THE EXERCISE
Please copy the rows below word for word, beginning with the line that contains "Locate the water" and going on through the line that contains "<point>712,802</point>", with both of those lines included.

Location identification entries:
===============

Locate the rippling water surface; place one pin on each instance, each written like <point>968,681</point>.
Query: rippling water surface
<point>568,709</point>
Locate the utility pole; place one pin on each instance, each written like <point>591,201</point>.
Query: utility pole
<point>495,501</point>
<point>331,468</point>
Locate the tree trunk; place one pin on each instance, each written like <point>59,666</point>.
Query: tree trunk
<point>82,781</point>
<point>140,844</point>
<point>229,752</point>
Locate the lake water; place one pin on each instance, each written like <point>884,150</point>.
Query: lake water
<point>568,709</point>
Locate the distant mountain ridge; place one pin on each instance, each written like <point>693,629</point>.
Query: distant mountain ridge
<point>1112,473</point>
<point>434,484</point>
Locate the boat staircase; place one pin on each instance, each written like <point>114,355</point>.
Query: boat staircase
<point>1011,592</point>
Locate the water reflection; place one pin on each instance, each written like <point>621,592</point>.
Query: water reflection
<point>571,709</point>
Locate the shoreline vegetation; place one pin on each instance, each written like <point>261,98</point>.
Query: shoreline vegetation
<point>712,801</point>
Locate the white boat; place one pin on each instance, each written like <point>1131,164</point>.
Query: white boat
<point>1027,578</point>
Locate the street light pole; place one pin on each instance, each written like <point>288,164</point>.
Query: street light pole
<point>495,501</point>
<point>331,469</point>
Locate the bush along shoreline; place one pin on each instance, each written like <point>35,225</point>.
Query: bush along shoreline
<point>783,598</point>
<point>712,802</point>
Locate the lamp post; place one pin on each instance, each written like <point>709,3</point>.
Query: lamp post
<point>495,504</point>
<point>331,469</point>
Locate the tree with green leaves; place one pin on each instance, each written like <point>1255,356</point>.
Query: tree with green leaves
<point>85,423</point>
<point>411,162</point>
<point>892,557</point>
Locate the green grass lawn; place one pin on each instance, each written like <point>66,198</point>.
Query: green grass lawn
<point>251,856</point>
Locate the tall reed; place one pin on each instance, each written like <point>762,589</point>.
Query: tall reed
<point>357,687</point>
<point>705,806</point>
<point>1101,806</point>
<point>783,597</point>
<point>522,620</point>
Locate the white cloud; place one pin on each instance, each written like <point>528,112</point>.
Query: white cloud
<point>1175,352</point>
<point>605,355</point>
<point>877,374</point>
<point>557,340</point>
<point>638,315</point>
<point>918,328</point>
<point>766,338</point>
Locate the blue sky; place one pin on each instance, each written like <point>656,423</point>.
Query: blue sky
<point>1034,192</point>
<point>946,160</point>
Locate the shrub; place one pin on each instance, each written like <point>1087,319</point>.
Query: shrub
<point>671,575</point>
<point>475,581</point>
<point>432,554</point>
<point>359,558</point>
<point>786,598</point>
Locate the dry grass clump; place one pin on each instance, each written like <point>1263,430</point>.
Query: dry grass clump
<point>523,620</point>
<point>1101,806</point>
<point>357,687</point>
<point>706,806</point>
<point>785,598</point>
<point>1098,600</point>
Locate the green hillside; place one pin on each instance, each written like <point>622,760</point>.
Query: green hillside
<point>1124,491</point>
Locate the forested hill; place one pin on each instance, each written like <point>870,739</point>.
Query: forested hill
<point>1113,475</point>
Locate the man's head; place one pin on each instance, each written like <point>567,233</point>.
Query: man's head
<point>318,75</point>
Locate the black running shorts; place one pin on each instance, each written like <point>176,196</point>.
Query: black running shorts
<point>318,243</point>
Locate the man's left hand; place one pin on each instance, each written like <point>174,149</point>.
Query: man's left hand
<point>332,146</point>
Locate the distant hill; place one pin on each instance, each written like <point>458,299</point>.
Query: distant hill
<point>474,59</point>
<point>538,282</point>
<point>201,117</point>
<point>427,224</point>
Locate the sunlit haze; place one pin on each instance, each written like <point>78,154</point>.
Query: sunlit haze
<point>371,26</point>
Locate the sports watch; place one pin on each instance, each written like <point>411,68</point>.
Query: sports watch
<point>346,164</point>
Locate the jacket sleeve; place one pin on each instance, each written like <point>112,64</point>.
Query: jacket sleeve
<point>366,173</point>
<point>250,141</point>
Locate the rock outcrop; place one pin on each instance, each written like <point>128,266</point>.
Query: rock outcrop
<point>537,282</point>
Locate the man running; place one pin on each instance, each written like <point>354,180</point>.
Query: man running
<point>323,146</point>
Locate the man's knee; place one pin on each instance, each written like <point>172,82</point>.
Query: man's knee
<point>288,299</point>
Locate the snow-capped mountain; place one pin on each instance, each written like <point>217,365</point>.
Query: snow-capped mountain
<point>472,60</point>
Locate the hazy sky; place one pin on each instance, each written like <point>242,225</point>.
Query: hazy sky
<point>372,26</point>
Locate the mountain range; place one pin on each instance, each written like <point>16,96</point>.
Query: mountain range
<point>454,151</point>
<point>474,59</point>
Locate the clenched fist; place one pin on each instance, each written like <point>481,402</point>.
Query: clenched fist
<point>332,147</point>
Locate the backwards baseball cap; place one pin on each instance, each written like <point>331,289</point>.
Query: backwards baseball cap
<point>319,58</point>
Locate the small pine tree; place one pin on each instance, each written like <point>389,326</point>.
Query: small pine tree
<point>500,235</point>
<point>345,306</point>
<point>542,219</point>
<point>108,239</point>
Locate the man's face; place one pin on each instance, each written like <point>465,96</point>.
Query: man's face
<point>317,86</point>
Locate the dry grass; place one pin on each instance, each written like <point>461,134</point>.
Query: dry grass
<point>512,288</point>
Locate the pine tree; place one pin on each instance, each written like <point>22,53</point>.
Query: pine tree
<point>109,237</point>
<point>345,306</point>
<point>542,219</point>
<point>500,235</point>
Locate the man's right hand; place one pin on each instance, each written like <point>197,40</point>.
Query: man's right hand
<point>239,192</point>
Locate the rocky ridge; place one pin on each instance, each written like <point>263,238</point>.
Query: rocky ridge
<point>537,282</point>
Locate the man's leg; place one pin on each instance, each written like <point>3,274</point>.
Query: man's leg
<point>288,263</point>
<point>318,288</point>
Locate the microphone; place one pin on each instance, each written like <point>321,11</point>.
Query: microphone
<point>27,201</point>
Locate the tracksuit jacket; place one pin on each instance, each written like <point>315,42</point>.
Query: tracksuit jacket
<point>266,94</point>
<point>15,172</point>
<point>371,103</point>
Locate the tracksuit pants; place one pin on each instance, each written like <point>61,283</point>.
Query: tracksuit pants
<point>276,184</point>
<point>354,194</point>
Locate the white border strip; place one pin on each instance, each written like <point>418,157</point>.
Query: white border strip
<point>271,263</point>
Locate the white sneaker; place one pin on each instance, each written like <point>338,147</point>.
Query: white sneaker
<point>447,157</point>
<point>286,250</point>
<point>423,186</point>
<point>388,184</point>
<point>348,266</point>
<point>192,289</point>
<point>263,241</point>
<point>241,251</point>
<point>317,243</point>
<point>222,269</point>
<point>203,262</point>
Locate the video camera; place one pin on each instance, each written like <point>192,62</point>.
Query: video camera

===============

TASK RESULT
Locate the water reflection; place one pin on each instance, each written like <point>621,592</point>.
Query: water reflection
<point>571,709</point>
Locate the shoreline vegetation; place one pin on each instance, each written like <point>261,98</point>.
Query: shoreline vegetation
<point>712,801</point>
Locate the white boat; place one pin on each instance, each written like <point>1131,164</point>.
Query: white boat
<point>1027,578</point>
Locate the street light pole; place one pin on each instance, each written like <point>288,164</point>.
Query: street light pole
<point>495,501</point>
<point>331,469</point>
Locate the bush along shoreline; place one pin on each instance, each written like <point>35,225</point>.
Query: bush along shoreline
<point>783,598</point>
<point>712,802</point>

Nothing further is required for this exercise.